* Excerpt to read:
*** Begin section ***

Epic Plot Holes in Iconic Films

Konstantinos has a few questions up his sleeve!

10 min read

Hollywood! From micro-budget to blockbuster films, Hollywood is responsible for critically and financially acclaimed successes, as well as unprecedentedly epic failures. For better or worse, film reviews play a significant role, but the films’ marketing also shares responsibility. No other factor is more responsible, though, than the story. If the story is hard to believe, or if it does not make sense, or if the plot holes are too obvious, the film is usually doomed to fail. So when does a film not fail then? When the story is good, the directing, editing, photography, visuals and sound all work together like a Swiss watch, and manage to overshadow these plot holes. Below are some examples of critical and financial successes with plot holes that the audience—consciously or unconsciously—didn’t take into consideration. At least at first…

Pointing out the elephant in the room

Looper (2012)

In a dystopian future, crime mobs send people to the past to be killed and disposed of by loopers, a system that will prove problematic when a looper encounters his future self.

Rian Johnson, the talented writer/director behind Brick (2005), Star Wars: Episode VIII – The Last Jedi (2017), Knives Out (2019), and more, brought to us a sci-fi film filled with time travel, time paradox, assassins, telekinetic mutation, an A-list cast, and a hell of a lot of action. The acting is amazing; Joseph Gordon-Levitt nails it as a young Bruce Willis, Bruce Willis couldn’t be more Bruce Willis, Emily Blunt, Piper Perabo, Noah Segan, Paul Dano, and Jeff Daniels do their part too. The visual effects are gripping, the mise-en-scène showcases the extraordinary photography, the continuity in editing will make you rewind every now and then to reveal the invisible cuts. The story is absolutely fascinating and will keep you at the edge of your seats.

Why is it on this list?

Since there is no mention of geographical or time restrictions on time travel, the loopers could have been sent thousands of years back, before civilisation began. They would not have been able to communicate with anyone or alter history in any way. Alternatively, they could be sent to any place back in time, over an erupting volcano for example, and that would be the end of it.

When it comes to time travel, anything can be seen as problematic or faulty, as the different scientific schools of thought have told us. The numerous representations of time travel preceding Looper can give us infinite ‘yes but’ moments—especially with the paradoxical ending. The aforementioned though is the one that stands out the most.

The Matrix Trilogy (1999 – 2003)

A hacker realises that the world he lives in is an illusion, and sets out to bring down whatever is controlling it.

*** End section ***

* Tasks to complete:
• 1. Transcribe the article on film plot holes, everything from "Why is it on" down to "(1999 – 2003)".
• 2. List every actor the article on film plot holes names in its paragraph praising the acting in Looper.

* Stored data:
*** Begin section ***

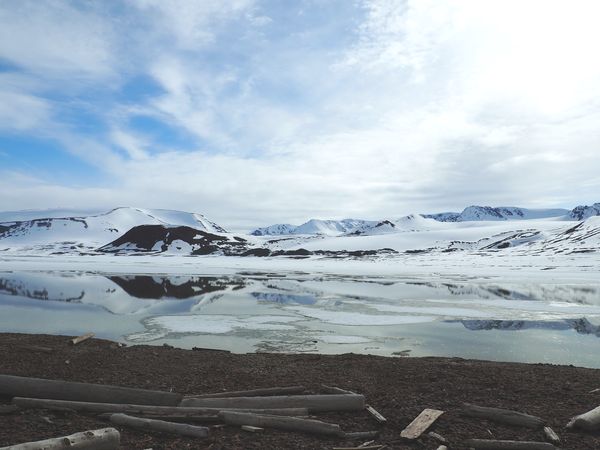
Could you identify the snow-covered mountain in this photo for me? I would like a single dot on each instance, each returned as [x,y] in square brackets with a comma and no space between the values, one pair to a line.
[478,213]
[316,226]
[582,212]
[90,232]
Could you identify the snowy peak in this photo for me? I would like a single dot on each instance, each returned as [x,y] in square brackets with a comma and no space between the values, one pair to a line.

*** End section ***

* Solved tasks:
• 1.
Why is it on this list?

Since there is no mention of geographical or time restrictions on time travel, the loopers could have been sent thousands of years back, before civilisation began. They would not have been able to communicate with anyone or alter history in any way. Alternatively, they could be sent to any place back in time, over an erupting volcano for example, and that would be the end of it.

When it comes to time travel, anything can be seen as problematic or faulty, as the different scientific schools of thought have told us. The numerous representations of time travel preceding Looper can give us infinite ‘yes but’ moments—especially with the paradoxical ending. The aforementioned though is the one that stands out the most.

The Matrix Trilogy (1999 – 2003)

• 2. Joseph Gordon-Levitt, Bruce Willis, Emily Blunt, Piper Perabo, Noah Segan, Paul Dano, Jeff Daniels